RECORDS PROVIDED
____________________

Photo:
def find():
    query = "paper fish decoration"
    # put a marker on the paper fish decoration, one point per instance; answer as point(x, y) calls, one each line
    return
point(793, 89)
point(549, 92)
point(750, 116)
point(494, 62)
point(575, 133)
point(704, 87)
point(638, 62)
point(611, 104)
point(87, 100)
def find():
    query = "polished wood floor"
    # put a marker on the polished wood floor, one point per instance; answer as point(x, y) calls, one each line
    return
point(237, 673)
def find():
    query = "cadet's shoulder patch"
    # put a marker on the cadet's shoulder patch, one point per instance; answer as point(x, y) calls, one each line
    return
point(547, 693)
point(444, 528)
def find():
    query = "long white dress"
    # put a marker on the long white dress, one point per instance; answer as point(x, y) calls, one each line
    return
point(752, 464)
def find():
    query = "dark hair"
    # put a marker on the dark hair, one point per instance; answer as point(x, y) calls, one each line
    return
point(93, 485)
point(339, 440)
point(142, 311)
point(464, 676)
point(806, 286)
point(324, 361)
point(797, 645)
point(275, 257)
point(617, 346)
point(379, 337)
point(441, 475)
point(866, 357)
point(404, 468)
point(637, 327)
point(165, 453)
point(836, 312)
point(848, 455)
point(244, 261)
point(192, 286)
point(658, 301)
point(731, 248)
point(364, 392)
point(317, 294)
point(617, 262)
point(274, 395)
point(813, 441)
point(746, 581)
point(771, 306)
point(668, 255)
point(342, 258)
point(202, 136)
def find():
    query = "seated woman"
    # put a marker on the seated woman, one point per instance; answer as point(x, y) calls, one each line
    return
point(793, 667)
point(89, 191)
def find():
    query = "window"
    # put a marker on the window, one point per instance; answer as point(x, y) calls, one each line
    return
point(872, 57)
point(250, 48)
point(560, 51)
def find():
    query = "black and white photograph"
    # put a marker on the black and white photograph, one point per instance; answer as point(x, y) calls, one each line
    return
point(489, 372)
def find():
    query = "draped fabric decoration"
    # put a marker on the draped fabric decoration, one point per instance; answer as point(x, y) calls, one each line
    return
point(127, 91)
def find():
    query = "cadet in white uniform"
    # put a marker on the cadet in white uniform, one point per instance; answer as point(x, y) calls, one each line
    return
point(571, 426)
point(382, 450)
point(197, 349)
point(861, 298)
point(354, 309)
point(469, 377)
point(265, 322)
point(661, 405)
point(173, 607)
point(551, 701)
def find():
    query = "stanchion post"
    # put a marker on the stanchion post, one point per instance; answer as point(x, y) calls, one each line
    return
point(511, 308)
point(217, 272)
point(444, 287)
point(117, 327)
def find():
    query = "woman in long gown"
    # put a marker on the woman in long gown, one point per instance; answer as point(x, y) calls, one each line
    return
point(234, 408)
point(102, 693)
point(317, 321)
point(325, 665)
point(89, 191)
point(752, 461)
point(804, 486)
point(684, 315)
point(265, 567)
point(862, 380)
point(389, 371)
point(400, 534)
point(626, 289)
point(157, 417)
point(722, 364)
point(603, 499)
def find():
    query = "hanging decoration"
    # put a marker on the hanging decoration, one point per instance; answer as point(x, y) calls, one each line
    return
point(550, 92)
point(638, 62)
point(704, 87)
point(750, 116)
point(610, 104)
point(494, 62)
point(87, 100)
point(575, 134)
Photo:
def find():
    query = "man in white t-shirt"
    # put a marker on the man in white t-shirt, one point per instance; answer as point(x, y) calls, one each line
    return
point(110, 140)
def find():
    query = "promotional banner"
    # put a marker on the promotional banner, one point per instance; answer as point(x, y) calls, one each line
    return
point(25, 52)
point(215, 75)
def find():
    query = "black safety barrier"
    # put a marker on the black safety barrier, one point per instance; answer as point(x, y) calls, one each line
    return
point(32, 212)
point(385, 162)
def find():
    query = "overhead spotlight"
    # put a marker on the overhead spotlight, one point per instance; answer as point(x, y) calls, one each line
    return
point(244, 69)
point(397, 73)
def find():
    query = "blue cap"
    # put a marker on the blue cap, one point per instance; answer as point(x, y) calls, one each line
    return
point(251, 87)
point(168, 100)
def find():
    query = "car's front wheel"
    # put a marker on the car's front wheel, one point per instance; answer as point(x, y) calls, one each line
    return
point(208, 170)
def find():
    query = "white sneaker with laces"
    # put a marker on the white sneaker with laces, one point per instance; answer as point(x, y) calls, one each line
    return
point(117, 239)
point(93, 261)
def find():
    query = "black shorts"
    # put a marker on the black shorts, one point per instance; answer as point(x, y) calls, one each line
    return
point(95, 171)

____________________

EXERCISE DIRECTIONS
Would you copy, word for word, only the lines from the start of the listing to the one that contains "# put a marker on the seated", both included?

EXERCISE OUTPUT
Photo:
def find():
    query = "paper fish decoration"
    # put a marker on the paper fish decoration, one point per instance; answer as point(x, y) calls, one each line
    return
point(793, 89)
point(549, 92)
point(750, 116)
point(494, 62)
point(575, 133)
point(704, 87)
point(638, 62)
point(611, 104)
point(87, 100)
def find():
    query = "polished wood floor"
    # put a marker on the polished wood floor, one point per instance; answer as point(x, y) calls, one each line
    return
point(237, 673)
def find():
    query = "cadet's shoulder patch"
    # put a marker on the cadet's shoulder patch, one point per instance; answer as point(x, y) calls, one each line
    return
point(547, 693)
point(444, 528)
def find():
    query = "long white dress"
    # put a marker on the long white dress, one point per instance; answer as point(x, y) calls, one each line
    return
point(752, 464)
def find():
    query = "dark hair"
    # put a marker on the dark hair, one point per instance; answer as point(x, y) calls, one each line
    return
point(93, 485)
point(339, 440)
point(142, 311)
point(464, 676)
point(806, 286)
point(324, 361)
point(797, 645)
point(275, 257)
point(617, 346)
point(379, 337)
point(441, 475)
point(866, 357)
point(404, 468)
point(637, 327)
point(165, 453)
point(836, 312)
point(848, 455)
point(244, 261)
point(192, 286)
point(658, 301)
point(731, 248)
point(364, 392)
point(317, 294)
point(617, 262)
point(274, 395)
point(813, 441)
point(746, 581)
point(771, 306)
point(668, 255)
point(342, 258)
point(202, 136)
def find():
    query = "seated woman"
    # put a marker on the seated woman, one point per instance; answer as point(x, y) calls, one each line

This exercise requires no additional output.